__Referring expression data__
######

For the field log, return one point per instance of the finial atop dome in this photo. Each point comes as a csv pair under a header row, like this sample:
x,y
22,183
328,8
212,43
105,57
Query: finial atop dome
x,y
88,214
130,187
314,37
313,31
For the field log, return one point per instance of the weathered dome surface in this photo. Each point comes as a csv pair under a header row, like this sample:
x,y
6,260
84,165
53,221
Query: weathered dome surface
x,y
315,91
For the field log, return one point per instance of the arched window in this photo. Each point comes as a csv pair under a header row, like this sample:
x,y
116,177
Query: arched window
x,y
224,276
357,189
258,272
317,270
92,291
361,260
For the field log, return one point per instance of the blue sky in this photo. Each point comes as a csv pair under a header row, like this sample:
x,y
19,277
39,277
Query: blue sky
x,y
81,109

######

__REQUIRED ACTION__
Starting at the first entry and ending at the last, reproduce each one exactly.

__RESPONSE AREA__
For the field log, return one point per instance of the finial atop dome in this photo. Each point comes as a csv pair under a header row, like this sample:
x,y
22,183
328,8
212,43
105,57
Query: finial atop dome
x,y
88,214
130,187
314,37
313,31
For the field log, return one point per instance of the weathered dome surface in this photo. Each point comes as a csv pair under a header row, like this sample:
x,y
6,260
84,165
53,221
Query: weathered dome surface
x,y
315,91
For the field log, return one point per instance of the arched window in this photo. Each point comes as a csv pair under a header row, like this sample:
x,y
116,177
Query: arched window
x,y
224,276
357,189
258,272
317,270
92,291
361,260
For the field log, return one point per instance of the blue sky in this photo. Each point comes as a csv pair under a header row, like this sample:
x,y
19,277
39,277
Query: blue sky
x,y
81,109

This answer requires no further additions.